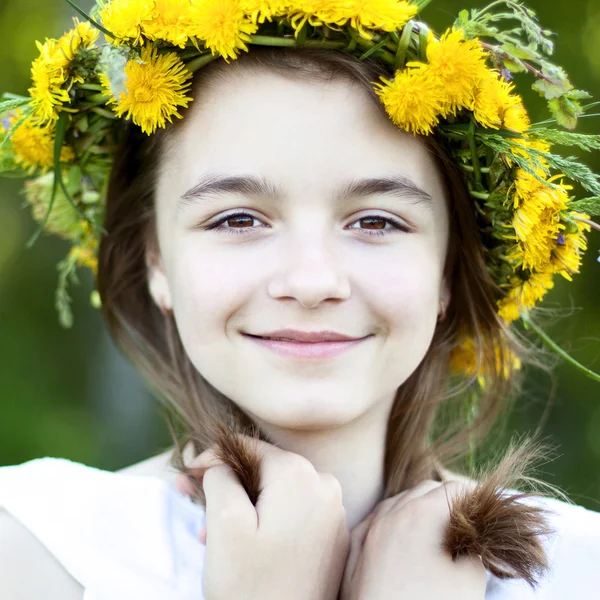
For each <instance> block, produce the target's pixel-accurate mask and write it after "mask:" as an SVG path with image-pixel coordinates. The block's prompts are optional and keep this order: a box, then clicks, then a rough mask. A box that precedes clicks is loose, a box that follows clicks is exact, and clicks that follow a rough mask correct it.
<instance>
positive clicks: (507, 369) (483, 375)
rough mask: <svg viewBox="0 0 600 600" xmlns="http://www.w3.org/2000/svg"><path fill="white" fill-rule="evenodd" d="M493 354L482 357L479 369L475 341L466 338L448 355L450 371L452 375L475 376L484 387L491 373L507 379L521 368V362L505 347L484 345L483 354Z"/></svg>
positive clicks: (488, 343)
mask: <svg viewBox="0 0 600 600" xmlns="http://www.w3.org/2000/svg"><path fill="white" fill-rule="evenodd" d="M486 350H487V351H488V352H490V354H491V353H493V357H491V356H485V355H484V356H482V359H481V364H480V365H479V368H478V366H477V351H476V348H475V341H474V340H473V338H472V337H467V338H465V340H464V341H463V343H462V344H461V345H460V346H457V347H456V348H454V349H453V350H452V352H451V354H450V370H451V372H452V373H454V374H458V375H465V376H467V377H471V376H473V375H476V376H477V380H478V382H479V385H480V386H481V387H485V383H486V379H488V377H489V376H490V375H492V374H493V373H495V374H497V375H502V376H503V377H504V378H505V379H509V378H510V376H511V374H512V373H513V372H514V371H515V370H518V369H520V368H521V361H520V360H519V359H518V358H517V356H516V355H515V354H514V352H512V351H511V350H510V349H509V348H508V347H507V346H506V345H503V346H502V347H500V346H499V345H498V344H497V343H494V344H493V345H492V344H491V343H489V342H487V343H484V352H485V351H486Z"/></svg>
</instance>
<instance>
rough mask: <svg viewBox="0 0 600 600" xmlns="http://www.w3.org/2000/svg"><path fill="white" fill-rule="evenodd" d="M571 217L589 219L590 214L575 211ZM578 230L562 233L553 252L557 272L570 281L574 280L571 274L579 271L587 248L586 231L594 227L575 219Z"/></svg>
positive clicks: (556, 271)
mask: <svg viewBox="0 0 600 600" xmlns="http://www.w3.org/2000/svg"><path fill="white" fill-rule="evenodd" d="M570 216H571V217H575V216H577V217H583V218H584V219H589V218H590V215H587V214H585V213H576V212H573V213H571V215H570ZM574 227H575V229H576V231H574V232H570V233H562V232H561V233H560V234H559V236H558V239H557V241H556V246H555V247H554V249H553V252H552V267H553V269H554V272H555V273H558V274H560V275H562V276H563V277H564V278H565V279H567V280H568V281H573V278H572V277H571V275H573V274H575V273H579V268H580V267H581V260H582V258H583V254H584V252H585V251H586V250H587V239H586V236H585V232H586V231H587V232H589V231H591V230H592V228H591V227H590V226H589V225H588V224H587V223H582V222H581V221H575V222H574Z"/></svg>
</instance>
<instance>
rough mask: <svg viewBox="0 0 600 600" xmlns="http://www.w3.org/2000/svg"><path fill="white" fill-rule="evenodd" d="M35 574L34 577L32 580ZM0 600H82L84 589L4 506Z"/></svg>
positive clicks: (3, 513)
mask: <svg viewBox="0 0 600 600" xmlns="http://www.w3.org/2000/svg"><path fill="white" fill-rule="evenodd" d="M34 572H35V576H32V573H34ZM0 598H10V599H11V600H34V599H38V598H44V599H45V600H81V599H82V598H83V588H82V586H81V585H80V584H79V583H78V582H77V581H75V579H73V577H71V575H69V573H67V571H65V569H64V568H63V567H62V566H61V564H60V563H59V562H58V561H57V560H56V559H55V558H54V556H53V555H52V554H50V552H49V551H48V550H47V549H46V547H45V546H44V545H43V544H42V543H41V542H40V541H39V540H38V539H37V538H36V537H35V536H34V535H33V534H32V533H30V532H29V530H28V529H27V528H26V527H25V526H24V525H22V524H21V523H20V522H19V521H18V520H17V519H16V518H15V517H13V516H12V515H11V514H10V513H9V512H8V511H6V510H5V509H4V508H2V507H1V506H0Z"/></svg>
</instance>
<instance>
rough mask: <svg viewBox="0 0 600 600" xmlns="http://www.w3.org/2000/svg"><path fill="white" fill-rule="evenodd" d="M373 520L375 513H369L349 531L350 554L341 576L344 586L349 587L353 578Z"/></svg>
mask: <svg viewBox="0 0 600 600" xmlns="http://www.w3.org/2000/svg"><path fill="white" fill-rule="evenodd" d="M374 518H375V513H374V512H371V513H369V515H367V517H366V518H365V519H364V520H362V521H361V522H360V523H359V524H358V525H356V526H355V527H354V528H353V529H352V531H350V552H349V553H348V558H347V559H346V567H345V569H344V576H343V579H344V581H345V585H350V582H351V580H352V577H353V576H354V571H355V570H356V565H357V563H358V559H359V557H360V554H361V552H362V549H363V546H364V543H365V538H366V536H367V532H368V531H369V527H370V526H371V522H372V521H373V519H374Z"/></svg>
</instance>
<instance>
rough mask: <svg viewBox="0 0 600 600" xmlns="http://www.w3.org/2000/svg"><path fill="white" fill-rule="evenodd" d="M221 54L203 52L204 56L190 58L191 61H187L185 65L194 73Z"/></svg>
mask: <svg viewBox="0 0 600 600" xmlns="http://www.w3.org/2000/svg"><path fill="white" fill-rule="evenodd" d="M219 56H220V55H219V54H203V55H202V56H198V57H197V58H194V59H193V60H190V62H189V63H186V65H185V66H186V68H187V70H188V71H190V73H194V72H195V71H197V70H198V69H201V68H202V67H204V66H205V65H207V64H208V63H210V62H212V61H213V60H216V59H217V58H219Z"/></svg>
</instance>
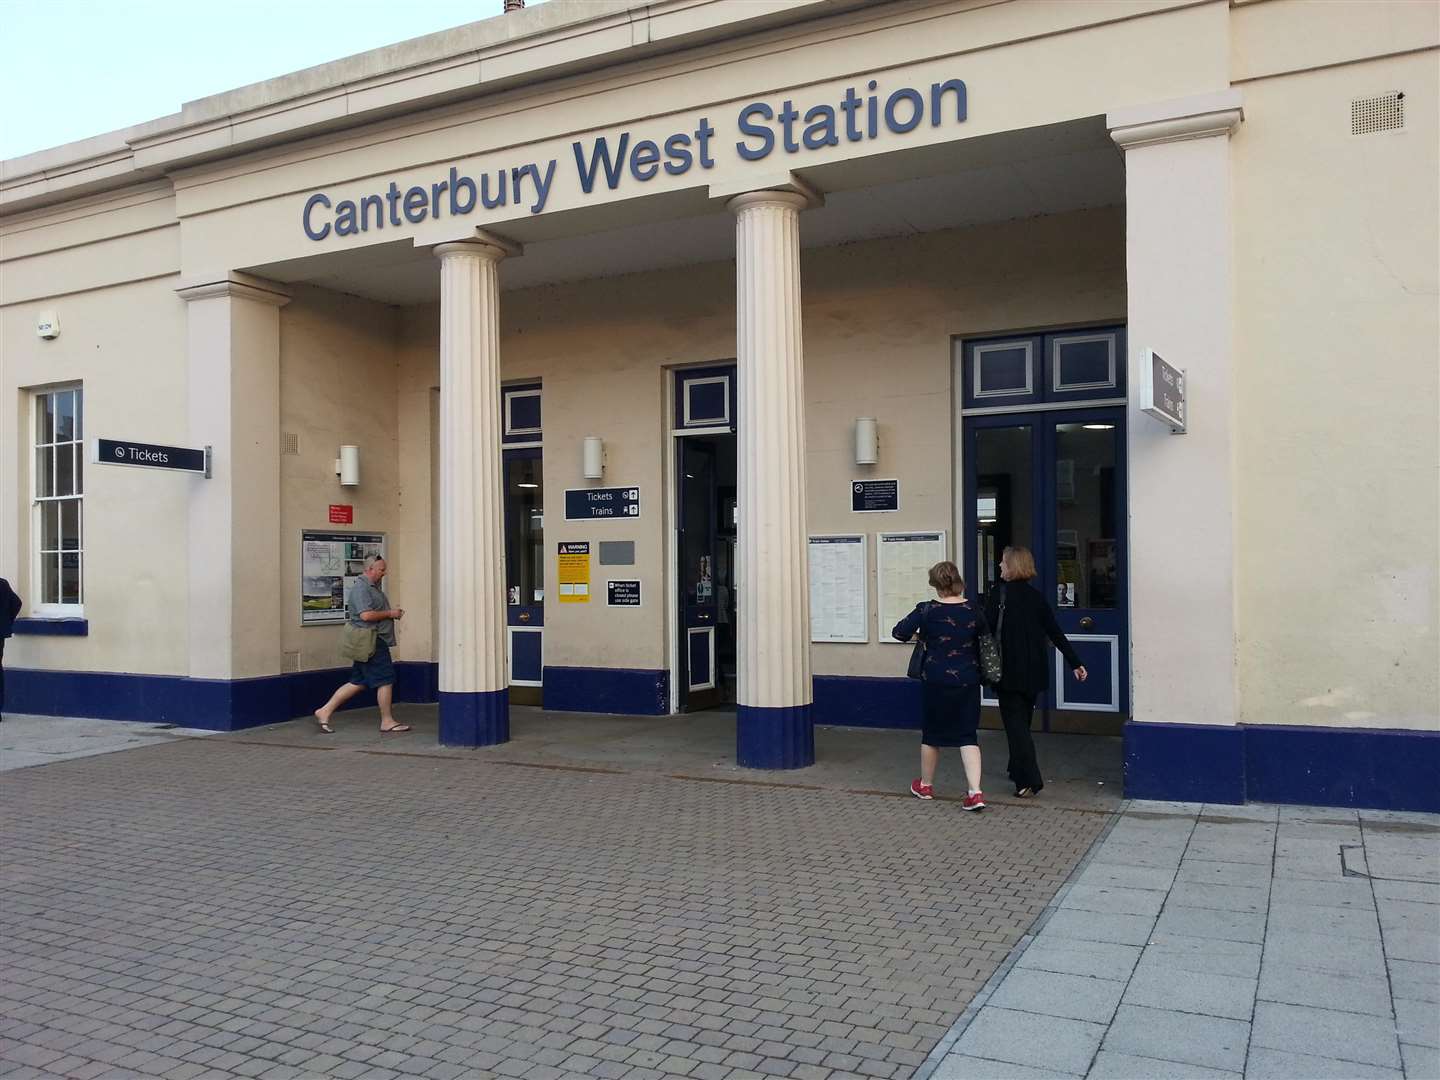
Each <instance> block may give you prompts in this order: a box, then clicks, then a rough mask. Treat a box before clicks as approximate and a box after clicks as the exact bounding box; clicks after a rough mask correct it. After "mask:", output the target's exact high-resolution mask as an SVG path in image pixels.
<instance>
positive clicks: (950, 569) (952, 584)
mask: <svg viewBox="0 0 1440 1080" xmlns="http://www.w3.org/2000/svg"><path fill="white" fill-rule="evenodd" d="M930 588H932V589H935V590H936V592H937V593H940V595H942V596H962V595H963V593H965V579H963V577H960V569H959V567H958V566H956V564H955V563H952V562H943V563H936V564H935V566H932V567H930Z"/></svg>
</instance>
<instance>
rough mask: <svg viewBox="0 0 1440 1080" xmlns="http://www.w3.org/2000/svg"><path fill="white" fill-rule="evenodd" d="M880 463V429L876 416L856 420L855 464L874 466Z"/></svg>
mask: <svg viewBox="0 0 1440 1080" xmlns="http://www.w3.org/2000/svg"><path fill="white" fill-rule="evenodd" d="M877 461H880V429H878V426H877V425H876V418H874V416H860V418H857V419H855V464H857V465H874V464H876V462H877Z"/></svg>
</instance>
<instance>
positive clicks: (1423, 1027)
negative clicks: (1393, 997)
mask: <svg viewBox="0 0 1440 1080" xmlns="http://www.w3.org/2000/svg"><path fill="white" fill-rule="evenodd" d="M1395 1030H1397V1031H1398V1032H1400V1041H1401V1043H1411V1044H1414V1045H1421V1047H1437V1048H1440V1009H1437V1008H1436V1007H1434V1004H1431V1002H1428V1001H1414V999H1411V998H1398V996H1397V998H1395Z"/></svg>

Your assignment
Could the entries above be written out word for word, with no pictures?

Final answer
For each <instance> block, produce the target's pixel-accurate mask and write it after "mask:" as an SVG path with image-pixel coordinates. The block's prompts are optional and keep this order: a box, then clicks, then a rough mask. A box that precedes clicks is loose, a box that follows clicks is exact, and clicks that follow a rough mask correct it.
<instance>
positive clicks: (507, 369) (483, 375)
rough mask: <svg viewBox="0 0 600 600" xmlns="http://www.w3.org/2000/svg"><path fill="white" fill-rule="evenodd" d="M493 354L482 357L479 369L475 341L466 338L448 355L450 371L452 375L475 376L484 387L491 373L507 379L521 368V362L505 347L484 345L483 354Z"/></svg>
positive clicks: (488, 343)
mask: <svg viewBox="0 0 600 600" xmlns="http://www.w3.org/2000/svg"><path fill="white" fill-rule="evenodd" d="M486 350H487V351H488V352H490V354H491V353H493V357H491V356H485V355H484V356H482V359H481V364H480V365H479V368H478V366H477V351H476V348H475V341H474V340H473V338H472V337H467V338H465V340H464V341H463V343H462V344H461V345H460V346H457V347H456V348H454V349H453V350H452V352H451V354H450V370H451V372H452V373H454V374H458V375H465V376H467V377H471V376H473V375H476V376H477V380H478V382H479V385H480V386H481V387H485V383H486V379H488V377H489V376H490V375H492V374H493V373H495V374H497V375H502V376H503V377H504V378H505V379H509V378H510V376H511V374H512V373H513V372H514V371H515V370H518V369H520V368H521V361H520V360H519V359H518V358H517V356H516V355H515V354H514V352H512V351H511V350H510V349H509V348H508V347H507V346H506V345H503V346H502V347H500V346H499V345H498V344H497V343H494V344H493V345H492V344H491V343H489V342H487V343H484V352H485V351H486Z"/></svg>
</instance>
<instance>
rough mask: <svg viewBox="0 0 600 600" xmlns="http://www.w3.org/2000/svg"><path fill="white" fill-rule="evenodd" d="M571 217L589 219L590 214L575 211ZM578 230L562 233L553 252L557 272L570 281L574 280L571 274L579 271L587 248L586 231L594 227L575 219Z"/></svg>
positive clicks: (556, 271)
mask: <svg viewBox="0 0 600 600" xmlns="http://www.w3.org/2000/svg"><path fill="white" fill-rule="evenodd" d="M570 216H571V217H575V216H577V217H583V218H584V219H589V218H590V215H587V214H585V213H576V212H573V213H571V215H570ZM574 227H575V229H576V231H574V232H570V233H562V232H561V233H560V234H559V236H558V239H557V241H556V246H555V247H554V249H553V252H552V267H553V269H554V272H555V273H558V274H560V275H562V276H563V277H564V278H565V279H567V280H568V281H573V278H572V277H571V275H573V274H575V273H579V268H580V267H581V260H582V258H583V254H584V252H585V251H586V250H587V239H586V236H585V232H586V231H587V232H589V231H591V230H592V228H591V227H590V226H589V225H588V224H587V223H582V222H581V221H575V222H574Z"/></svg>
</instance>
<instance>
rough mask: <svg viewBox="0 0 600 600" xmlns="http://www.w3.org/2000/svg"><path fill="white" fill-rule="evenodd" d="M35 574L34 577L32 580ZM0 600H82L84 589L4 506Z"/></svg>
positive clicks: (3, 513)
mask: <svg viewBox="0 0 600 600" xmlns="http://www.w3.org/2000/svg"><path fill="white" fill-rule="evenodd" d="M34 572H35V576H32V573H34ZM0 598H10V599H11V600H34V599H38V598H44V599H45V600H81V599H82V598H83V588H82V586H81V585H80V584H79V583H78V582H77V581H75V579H73V577H71V575H69V573H67V571H65V569H64V568H63V567H62V566H61V564H60V563H59V562H58V561H57V560H56V559H55V558H54V556H53V555H52V554H50V552H49V551H48V550H47V549H46V547H45V546H44V545H43V544H42V543H41V542H40V541H39V540H38V539H37V538H36V537H35V536H34V535H33V534H32V533H30V532H29V530H28V529H27V528H26V527H25V526H24V525H22V524H21V523H20V522H19V521H18V520H17V519H16V518H15V517H13V516H12V515H11V514H10V513H9V512H8V511H6V510H5V509H4V508H2V507H1V506H0Z"/></svg>
</instance>
<instance>
rough mask: <svg viewBox="0 0 600 600" xmlns="http://www.w3.org/2000/svg"><path fill="white" fill-rule="evenodd" d="M373 520L375 513H369L349 531L350 554L341 576L344 586L349 587L353 578Z"/></svg>
mask: <svg viewBox="0 0 600 600" xmlns="http://www.w3.org/2000/svg"><path fill="white" fill-rule="evenodd" d="M374 518H375V513H374V512H371V513H369V515H367V517H366V518H365V519H364V520H362V521H361V522H360V523H359V524H358V525H356V526H355V527H354V528H353V529H352V531H350V552H349V553H348V558H347V559H346V567H345V569H344V576H343V579H344V581H345V585H350V582H351V580H352V577H353V576H354V571H355V570H356V565H357V563H358V559H359V557H360V554H361V552H362V549H363V546H364V543H365V538H366V536H367V532H368V531H369V527H370V526H371V522H372V521H373V519H374Z"/></svg>
</instance>
<instance>
rough mask: <svg viewBox="0 0 600 600" xmlns="http://www.w3.org/2000/svg"><path fill="white" fill-rule="evenodd" d="M221 54L203 52L204 56L190 58L191 61H187L185 65L194 73Z"/></svg>
mask: <svg viewBox="0 0 600 600" xmlns="http://www.w3.org/2000/svg"><path fill="white" fill-rule="evenodd" d="M219 56H220V55H219V54H203V55H202V56H198V57H197V58H194V59H193V60H190V62H189V63H186V65H185V66H186V68H187V70H188V71H190V73H194V72H195V71H197V70H198V69H201V68H202V67H204V66H205V65H207V64H208V63H210V62H212V61H213V60H216V59H217V58H219Z"/></svg>
</instance>
Each <instance> block may give you prompts in this order: a box, then clicks, then a rough mask. Treat a box before clicks as approximate and a box after clicks as the exact bounding box; clicks after a rough mask correct it. After "mask:", output the target's exact high-resolution mask as an SVG path in image pixels.
<instance>
positive clicks: (950, 569) (952, 584)
mask: <svg viewBox="0 0 1440 1080" xmlns="http://www.w3.org/2000/svg"><path fill="white" fill-rule="evenodd" d="M930 588H932V589H935V590H936V592H937V593H940V595H942V596H962V595H963V593H965V579H963V577H960V569H959V567H958V566H956V564H955V563H952V562H943V563H936V564H935V566H932V567H930Z"/></svg>
</instance>
<instance>
rough mask: <svg viewBox="0 0 1440 1080" xmlns="http://www.w3.org/2000/svg"><path fill="white" fill-rule="evenodd" d="M880 463V429L876 416L856 420L855 464L874 466Z"/></svg>
mask: <svg viewBox="0 0 1440 1080" xmlns="http://www.w3.org/2000/svg"><path fill="white" fill-rule="evenodd" d="M877 461H880V429H878V426H877V425H876V418H874V416H860V418H857V419H855V464H857V465H874V464H876V462H877Z"/></svg>
</instance>
<instance>
positive clicks: (1423, 1027)
negative clicks: (1393, 997)
mask: <svg viewBox="0 0 1440 1080" xmlns="http://www.w3.org/2000/svg"><path fill="white" fill-rule="evenodd" d="M1395 1030H1397V1031H1398V1032H1400V1041H1401V1043H1411V1044H1414V1045H1421V1047H1437V1048H1440V1009H1437V1008H1436V1007H1434V1004H1431V1002H1428V1001H1414V999H1411V998H1398V996H1397V998H1395Z"/></svg>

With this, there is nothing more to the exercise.